» **TASK ITEM**: Below are some records. Return exactly the lines from the one with "Target: orange lifebuoy" to the one with "Target: blue kimono", and nothing else.

» **DATASET ENTRIES**:
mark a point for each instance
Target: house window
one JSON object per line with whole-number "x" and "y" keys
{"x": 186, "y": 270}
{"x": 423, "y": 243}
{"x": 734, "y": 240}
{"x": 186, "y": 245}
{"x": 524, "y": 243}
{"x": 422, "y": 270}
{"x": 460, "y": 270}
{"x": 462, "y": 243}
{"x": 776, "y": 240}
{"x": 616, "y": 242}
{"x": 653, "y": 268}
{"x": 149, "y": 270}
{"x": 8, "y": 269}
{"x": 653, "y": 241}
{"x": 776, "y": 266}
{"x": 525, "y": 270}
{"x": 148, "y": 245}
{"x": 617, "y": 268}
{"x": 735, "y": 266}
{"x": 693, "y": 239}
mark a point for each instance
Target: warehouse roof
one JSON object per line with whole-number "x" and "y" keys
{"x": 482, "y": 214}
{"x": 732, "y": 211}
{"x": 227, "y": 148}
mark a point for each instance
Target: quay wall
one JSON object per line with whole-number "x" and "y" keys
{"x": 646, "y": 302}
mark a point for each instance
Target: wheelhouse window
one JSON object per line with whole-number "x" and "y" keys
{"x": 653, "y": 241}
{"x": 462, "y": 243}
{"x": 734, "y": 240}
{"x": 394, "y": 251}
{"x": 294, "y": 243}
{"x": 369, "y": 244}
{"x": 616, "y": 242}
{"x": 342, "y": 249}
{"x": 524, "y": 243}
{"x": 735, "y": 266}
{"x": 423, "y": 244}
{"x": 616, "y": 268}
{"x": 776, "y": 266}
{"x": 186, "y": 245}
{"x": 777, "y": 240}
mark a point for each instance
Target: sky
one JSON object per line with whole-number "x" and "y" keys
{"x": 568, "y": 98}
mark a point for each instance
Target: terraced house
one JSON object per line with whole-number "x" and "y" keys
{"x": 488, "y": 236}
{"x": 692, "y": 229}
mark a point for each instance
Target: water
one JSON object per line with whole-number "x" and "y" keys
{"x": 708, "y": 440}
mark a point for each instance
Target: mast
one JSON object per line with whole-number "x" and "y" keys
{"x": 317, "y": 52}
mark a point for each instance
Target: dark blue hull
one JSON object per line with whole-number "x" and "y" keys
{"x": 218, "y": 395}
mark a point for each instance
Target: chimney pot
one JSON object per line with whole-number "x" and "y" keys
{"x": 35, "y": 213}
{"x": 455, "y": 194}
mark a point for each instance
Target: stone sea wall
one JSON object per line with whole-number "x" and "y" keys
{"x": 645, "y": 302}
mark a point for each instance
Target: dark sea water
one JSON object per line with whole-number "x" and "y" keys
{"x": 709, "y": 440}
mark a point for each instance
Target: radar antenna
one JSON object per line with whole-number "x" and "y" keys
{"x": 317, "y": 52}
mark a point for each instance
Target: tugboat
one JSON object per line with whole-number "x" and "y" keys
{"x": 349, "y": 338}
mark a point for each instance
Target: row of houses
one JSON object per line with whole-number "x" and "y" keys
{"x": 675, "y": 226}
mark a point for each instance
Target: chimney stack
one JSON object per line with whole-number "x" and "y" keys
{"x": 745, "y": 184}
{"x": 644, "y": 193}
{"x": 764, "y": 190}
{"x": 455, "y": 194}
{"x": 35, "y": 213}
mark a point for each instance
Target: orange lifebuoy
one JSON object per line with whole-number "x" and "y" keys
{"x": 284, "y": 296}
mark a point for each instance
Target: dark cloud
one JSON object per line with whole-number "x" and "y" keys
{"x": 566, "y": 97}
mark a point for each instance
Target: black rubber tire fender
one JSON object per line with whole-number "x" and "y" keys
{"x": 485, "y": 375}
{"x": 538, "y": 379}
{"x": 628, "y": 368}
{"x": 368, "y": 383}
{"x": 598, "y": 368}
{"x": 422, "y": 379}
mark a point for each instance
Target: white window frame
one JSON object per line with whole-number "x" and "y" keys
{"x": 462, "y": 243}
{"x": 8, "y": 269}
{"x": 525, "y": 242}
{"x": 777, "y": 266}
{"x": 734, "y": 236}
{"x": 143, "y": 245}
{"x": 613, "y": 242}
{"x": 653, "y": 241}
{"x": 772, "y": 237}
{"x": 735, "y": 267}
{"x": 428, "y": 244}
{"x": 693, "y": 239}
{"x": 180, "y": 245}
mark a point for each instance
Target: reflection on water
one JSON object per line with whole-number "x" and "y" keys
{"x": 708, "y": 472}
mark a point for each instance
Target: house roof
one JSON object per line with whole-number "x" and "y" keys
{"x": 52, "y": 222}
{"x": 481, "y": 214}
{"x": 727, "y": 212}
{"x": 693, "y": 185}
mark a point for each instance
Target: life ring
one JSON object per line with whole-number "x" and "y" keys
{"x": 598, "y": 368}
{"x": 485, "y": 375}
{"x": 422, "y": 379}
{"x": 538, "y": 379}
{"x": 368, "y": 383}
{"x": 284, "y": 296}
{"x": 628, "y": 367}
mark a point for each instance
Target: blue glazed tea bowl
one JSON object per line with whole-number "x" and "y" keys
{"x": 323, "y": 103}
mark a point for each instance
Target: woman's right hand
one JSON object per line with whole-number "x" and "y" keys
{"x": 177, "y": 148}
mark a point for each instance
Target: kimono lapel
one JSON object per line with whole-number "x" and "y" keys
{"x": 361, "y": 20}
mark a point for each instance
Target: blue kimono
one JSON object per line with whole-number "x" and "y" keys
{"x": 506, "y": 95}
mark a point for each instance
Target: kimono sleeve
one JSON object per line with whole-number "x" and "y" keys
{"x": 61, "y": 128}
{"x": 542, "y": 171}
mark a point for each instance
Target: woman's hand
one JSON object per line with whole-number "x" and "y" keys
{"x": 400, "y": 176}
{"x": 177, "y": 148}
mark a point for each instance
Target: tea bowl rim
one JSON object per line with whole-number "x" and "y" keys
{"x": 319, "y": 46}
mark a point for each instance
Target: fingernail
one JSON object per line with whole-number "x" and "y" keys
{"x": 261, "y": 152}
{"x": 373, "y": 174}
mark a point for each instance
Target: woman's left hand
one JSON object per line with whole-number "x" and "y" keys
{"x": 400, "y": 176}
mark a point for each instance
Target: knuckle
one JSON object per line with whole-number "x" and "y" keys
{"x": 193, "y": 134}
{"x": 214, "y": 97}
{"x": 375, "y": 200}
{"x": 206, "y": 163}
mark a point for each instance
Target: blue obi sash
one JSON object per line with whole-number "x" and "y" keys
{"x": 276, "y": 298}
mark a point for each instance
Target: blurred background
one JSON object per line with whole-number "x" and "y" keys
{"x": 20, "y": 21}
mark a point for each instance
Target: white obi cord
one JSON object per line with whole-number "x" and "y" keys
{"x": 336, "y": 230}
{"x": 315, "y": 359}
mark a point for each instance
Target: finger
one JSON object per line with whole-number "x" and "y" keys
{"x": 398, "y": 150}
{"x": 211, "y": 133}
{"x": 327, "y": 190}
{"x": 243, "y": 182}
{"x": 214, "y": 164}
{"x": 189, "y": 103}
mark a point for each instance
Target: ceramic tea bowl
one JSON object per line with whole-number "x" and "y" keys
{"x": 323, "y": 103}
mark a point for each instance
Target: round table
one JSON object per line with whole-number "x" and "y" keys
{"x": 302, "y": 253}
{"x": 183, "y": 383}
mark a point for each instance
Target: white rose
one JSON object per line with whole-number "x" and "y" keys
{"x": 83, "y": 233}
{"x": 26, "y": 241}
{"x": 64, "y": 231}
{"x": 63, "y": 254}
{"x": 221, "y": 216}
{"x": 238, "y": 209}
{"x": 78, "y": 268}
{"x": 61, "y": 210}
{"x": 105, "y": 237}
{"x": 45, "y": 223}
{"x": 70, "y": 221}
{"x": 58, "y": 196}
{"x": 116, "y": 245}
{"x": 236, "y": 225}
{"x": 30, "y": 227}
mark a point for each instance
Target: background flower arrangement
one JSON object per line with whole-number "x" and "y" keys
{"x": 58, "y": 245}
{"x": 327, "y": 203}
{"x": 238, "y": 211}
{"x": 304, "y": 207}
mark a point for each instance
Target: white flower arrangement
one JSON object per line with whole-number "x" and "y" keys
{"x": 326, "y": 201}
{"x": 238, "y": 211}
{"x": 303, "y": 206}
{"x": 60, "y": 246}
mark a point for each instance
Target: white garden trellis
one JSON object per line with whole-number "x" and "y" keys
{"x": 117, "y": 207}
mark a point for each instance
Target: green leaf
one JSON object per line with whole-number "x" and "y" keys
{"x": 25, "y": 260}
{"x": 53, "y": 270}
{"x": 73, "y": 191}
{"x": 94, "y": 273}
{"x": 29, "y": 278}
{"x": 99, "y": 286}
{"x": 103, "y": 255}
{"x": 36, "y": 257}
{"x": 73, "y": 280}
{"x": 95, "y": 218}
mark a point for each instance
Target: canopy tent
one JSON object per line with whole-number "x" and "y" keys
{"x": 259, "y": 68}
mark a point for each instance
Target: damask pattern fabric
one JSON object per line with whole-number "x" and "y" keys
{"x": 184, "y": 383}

» **SOLVED PROBLEM**:
Target: orange lifebuoy
one JSON object per line with whole-number "x" and "y" keys
{"x": 284, "y": 296}
mark a point for each instance
Target: dark cloud
one JSON object per line with whole-number "x" and "y" keys
{"x": 566, "y": 97}
mark a point for each instance
Target: black rubber tire fender
one JSON object per line with whole-number "x" and "y" keys
{"x": 485, "y": 375}
{"x": 538, "y": 379}
{"x": 628, "y": 368}
{"x": 368, "y": 383}
{"x": 598, "y": 368}
{"x": 422, "y": 379}
mark a point for each instance
Target: white window frame
one JSON object per line with whole-number "x" and "y" keys
{"x": 462, "y": 243}
{"x": 8, "y": 269}
{"x": 525, "y": 242}
{"x": 777, "y": 266}
{"x": 734, "y": 236}
{"x": 143, "y": 245}
{"x": 613, "y": 242}
{"x": 653, "y": 241}
{"x": 772, "y": 237}
{"x": 735, "y": 267}
{"x": 428, "y": 244}
{"x": 693, "y": 239}
{"x": 180, "y": 245}
mark a point for each instance
Target: reflection on water
one JSON object per line with whole-number "x" and "y" keys
{"x": 708, "y": 472}
mark a point for each instance
Target: house roof
one JSON object per line with whole-number "x" and "y" keys
{"x": 52, "y": 222}
{"x": 481, "y": 214}
{"x": 727, "y": 212}
{"x": 693, "y": 185}
mark a point for each instance
Target: life ring
one JSON object per line with whole-number "x" and "y" keys
{"x": 598, "y": 368}
{"x": 485, "y": 375}
{"x": 422, "y": 379}
{"x": 538, "y": 379}
{"x": 368, "y": 383}
{"x": 284, "y": 296}
{"x": 628, "y": 367}
mark a point for each instance
Target: blue glazed tea bowl
one JSON object per line with whole-number "x" and "y" keys
{"x": 323, "y": 103}
mark a point for each instance
Target: woman's right hand
one JSON object per line with whole-number "x" and "y" keys
{"x": 177, "y": 148}
mark a point for each instance
Target: kimono lapel
one JSON object per line with whole-number "x" and "y" keys
{"x": 361, "y": 20}
mark a point for each instance
Target: blue kimono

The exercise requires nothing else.